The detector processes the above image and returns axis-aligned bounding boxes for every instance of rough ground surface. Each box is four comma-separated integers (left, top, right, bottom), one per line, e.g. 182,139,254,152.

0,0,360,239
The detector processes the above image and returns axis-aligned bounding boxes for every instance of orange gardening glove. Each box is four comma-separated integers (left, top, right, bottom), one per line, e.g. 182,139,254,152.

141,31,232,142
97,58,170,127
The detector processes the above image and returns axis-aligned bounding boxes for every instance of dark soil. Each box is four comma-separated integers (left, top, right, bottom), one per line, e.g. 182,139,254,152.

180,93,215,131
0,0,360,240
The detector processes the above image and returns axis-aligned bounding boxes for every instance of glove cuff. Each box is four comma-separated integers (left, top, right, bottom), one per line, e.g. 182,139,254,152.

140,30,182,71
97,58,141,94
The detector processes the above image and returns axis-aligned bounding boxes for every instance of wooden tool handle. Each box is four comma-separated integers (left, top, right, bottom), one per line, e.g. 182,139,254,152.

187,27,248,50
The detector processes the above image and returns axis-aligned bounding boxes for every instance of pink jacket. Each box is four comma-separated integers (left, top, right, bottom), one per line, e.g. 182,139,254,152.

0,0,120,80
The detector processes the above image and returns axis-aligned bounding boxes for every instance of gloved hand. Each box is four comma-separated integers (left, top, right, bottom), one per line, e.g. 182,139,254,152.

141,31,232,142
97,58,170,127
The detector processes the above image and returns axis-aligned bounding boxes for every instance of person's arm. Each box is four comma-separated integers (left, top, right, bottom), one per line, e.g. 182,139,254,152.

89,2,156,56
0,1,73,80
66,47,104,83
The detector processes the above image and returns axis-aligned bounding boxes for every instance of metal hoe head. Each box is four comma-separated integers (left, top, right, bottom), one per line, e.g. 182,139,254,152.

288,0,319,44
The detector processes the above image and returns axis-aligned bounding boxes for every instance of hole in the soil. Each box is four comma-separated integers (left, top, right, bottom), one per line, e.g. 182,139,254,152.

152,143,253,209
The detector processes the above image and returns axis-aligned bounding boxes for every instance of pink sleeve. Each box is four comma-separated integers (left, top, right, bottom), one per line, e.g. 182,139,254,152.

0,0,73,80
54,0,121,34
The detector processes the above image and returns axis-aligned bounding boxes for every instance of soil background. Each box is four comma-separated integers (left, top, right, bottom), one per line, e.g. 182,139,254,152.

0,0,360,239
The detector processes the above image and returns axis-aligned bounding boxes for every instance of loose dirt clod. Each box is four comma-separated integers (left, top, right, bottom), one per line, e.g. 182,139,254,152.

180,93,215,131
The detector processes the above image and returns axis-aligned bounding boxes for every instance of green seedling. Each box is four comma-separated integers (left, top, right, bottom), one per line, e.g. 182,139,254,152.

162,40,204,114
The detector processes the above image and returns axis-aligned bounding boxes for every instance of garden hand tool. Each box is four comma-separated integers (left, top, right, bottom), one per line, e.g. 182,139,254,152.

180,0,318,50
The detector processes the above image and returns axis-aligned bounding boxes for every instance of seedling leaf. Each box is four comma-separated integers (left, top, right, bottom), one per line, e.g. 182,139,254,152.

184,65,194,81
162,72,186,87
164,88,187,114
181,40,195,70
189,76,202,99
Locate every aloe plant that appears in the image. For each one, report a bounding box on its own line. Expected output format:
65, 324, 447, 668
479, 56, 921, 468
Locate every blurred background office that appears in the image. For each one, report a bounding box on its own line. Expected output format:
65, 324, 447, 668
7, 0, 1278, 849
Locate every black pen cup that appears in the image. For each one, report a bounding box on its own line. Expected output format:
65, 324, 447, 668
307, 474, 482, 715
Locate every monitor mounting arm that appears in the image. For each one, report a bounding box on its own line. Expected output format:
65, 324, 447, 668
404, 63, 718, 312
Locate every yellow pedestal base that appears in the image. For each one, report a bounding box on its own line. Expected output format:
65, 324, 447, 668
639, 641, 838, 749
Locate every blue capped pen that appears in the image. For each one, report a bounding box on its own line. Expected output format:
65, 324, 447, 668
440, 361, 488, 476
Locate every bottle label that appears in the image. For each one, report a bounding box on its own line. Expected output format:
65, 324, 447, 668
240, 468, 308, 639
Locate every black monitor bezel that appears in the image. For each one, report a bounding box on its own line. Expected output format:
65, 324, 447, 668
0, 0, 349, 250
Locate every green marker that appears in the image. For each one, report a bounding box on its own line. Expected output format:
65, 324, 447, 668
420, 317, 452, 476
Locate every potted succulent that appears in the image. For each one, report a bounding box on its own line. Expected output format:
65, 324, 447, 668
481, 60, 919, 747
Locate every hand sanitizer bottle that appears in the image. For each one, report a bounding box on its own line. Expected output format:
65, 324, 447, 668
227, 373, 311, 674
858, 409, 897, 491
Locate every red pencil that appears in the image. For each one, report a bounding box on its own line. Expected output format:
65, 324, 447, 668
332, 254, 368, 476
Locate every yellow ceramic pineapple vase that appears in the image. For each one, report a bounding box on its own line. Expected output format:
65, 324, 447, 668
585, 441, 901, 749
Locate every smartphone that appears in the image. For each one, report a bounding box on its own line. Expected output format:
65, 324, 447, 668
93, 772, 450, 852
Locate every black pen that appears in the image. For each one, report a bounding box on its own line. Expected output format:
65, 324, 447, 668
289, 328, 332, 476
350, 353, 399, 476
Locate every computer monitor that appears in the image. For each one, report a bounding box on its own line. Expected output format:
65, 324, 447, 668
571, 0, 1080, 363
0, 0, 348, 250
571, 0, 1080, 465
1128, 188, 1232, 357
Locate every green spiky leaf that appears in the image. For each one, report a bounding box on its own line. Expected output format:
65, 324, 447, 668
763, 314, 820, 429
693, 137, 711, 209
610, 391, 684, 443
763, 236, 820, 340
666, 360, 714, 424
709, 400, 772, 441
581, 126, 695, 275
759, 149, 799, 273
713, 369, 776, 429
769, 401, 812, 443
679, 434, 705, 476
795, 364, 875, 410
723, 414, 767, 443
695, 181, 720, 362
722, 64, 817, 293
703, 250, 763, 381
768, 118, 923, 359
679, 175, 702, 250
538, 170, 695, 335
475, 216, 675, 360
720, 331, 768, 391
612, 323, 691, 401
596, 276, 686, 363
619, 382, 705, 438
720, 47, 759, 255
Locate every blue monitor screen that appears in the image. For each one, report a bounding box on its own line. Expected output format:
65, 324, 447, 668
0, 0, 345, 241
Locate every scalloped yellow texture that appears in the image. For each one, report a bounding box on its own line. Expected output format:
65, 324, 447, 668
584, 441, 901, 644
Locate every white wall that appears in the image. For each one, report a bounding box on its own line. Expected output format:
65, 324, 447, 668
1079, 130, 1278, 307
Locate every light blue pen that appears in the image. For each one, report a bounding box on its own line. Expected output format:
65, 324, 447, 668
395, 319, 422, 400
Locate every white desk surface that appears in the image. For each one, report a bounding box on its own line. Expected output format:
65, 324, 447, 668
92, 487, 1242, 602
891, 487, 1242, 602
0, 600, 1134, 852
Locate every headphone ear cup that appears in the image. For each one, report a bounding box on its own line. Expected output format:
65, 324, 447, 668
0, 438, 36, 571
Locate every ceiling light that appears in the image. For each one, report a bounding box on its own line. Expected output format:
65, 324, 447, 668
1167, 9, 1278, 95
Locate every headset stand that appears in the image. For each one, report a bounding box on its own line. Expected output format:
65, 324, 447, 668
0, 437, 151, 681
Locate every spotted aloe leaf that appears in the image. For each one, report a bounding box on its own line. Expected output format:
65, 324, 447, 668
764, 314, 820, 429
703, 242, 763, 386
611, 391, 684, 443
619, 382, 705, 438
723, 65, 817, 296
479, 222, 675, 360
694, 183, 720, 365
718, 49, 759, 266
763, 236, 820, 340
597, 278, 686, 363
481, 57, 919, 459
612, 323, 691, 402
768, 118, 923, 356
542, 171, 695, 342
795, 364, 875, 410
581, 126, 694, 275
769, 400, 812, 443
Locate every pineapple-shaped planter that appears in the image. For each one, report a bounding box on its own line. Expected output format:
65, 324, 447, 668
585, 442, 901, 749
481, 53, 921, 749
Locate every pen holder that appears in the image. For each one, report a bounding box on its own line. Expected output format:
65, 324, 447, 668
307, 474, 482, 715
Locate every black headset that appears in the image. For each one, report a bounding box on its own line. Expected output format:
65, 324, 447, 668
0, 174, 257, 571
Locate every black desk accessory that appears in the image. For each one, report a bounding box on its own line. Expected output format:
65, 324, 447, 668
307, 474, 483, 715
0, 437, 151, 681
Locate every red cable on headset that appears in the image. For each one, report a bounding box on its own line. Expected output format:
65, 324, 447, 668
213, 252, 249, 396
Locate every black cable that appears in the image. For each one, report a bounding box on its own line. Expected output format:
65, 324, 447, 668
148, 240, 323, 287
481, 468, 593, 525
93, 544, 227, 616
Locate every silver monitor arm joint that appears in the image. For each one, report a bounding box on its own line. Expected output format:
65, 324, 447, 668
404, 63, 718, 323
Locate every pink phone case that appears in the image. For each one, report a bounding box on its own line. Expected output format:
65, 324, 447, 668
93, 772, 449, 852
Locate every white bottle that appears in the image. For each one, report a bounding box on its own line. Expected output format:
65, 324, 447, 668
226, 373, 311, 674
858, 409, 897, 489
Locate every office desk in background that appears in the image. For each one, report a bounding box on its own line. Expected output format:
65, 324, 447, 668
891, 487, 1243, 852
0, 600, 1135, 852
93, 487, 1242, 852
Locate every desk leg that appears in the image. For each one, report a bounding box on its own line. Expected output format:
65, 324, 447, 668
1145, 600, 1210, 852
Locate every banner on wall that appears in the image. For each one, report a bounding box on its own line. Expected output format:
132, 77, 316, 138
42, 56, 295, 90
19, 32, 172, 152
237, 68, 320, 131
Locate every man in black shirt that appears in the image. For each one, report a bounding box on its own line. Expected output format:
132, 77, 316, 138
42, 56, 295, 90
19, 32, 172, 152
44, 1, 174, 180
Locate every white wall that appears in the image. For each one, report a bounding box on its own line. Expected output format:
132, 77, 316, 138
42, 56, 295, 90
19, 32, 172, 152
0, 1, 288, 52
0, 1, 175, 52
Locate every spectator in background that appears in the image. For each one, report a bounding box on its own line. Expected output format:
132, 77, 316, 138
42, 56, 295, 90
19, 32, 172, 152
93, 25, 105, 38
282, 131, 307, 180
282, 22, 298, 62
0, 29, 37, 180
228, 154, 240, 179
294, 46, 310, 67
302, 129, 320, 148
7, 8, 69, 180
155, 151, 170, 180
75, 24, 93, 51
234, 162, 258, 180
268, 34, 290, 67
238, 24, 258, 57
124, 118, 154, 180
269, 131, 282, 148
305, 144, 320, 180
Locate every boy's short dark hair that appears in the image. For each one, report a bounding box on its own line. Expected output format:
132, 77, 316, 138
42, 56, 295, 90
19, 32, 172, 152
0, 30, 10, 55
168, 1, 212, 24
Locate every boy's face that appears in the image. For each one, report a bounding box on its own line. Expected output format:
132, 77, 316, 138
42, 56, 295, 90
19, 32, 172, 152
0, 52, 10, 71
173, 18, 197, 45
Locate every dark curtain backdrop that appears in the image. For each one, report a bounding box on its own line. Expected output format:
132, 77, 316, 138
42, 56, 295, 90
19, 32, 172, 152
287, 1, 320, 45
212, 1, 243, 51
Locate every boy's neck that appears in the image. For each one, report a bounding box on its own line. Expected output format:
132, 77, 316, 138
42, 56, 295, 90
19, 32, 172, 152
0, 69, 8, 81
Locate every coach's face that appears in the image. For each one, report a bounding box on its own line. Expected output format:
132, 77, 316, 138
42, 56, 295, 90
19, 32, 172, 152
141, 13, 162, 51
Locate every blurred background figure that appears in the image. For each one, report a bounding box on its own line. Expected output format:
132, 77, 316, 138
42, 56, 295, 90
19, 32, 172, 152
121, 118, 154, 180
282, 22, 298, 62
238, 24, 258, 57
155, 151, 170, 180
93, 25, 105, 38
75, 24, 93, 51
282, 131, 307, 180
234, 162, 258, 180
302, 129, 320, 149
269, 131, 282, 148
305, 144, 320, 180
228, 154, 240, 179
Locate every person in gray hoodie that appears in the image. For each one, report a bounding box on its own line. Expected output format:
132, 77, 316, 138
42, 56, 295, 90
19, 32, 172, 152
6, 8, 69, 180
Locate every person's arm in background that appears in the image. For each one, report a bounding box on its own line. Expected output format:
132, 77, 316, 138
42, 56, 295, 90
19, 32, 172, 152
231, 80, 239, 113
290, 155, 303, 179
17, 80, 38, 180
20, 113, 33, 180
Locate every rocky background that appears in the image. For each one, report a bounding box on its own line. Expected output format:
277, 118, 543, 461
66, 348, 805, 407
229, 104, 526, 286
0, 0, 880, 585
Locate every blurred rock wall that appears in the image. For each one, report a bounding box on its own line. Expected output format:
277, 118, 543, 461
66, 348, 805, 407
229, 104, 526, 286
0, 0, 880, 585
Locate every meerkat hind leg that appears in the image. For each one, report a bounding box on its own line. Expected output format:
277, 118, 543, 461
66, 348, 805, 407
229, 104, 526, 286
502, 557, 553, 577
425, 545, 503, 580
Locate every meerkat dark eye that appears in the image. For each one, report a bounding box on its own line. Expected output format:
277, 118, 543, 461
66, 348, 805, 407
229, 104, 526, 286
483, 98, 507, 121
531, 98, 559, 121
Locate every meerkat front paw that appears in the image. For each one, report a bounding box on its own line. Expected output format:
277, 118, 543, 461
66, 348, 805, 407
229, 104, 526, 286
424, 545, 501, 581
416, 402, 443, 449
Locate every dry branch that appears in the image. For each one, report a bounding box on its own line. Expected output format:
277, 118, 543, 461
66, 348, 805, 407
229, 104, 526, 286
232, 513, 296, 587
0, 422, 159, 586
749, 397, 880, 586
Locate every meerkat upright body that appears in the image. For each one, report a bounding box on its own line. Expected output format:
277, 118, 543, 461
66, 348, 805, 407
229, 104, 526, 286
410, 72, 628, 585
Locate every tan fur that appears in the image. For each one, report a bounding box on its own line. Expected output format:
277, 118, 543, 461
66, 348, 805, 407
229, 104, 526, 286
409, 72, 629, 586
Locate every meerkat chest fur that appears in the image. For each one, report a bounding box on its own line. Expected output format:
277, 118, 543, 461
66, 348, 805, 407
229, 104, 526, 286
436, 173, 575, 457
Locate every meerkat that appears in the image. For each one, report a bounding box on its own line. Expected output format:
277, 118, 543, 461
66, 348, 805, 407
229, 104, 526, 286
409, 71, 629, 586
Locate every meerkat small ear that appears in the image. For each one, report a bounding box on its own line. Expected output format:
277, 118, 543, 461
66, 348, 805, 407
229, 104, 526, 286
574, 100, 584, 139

> [Given problem] Count the lines of the records that contain the string "aloe", matching case exactly, and give only the number.

> [Answer below] 2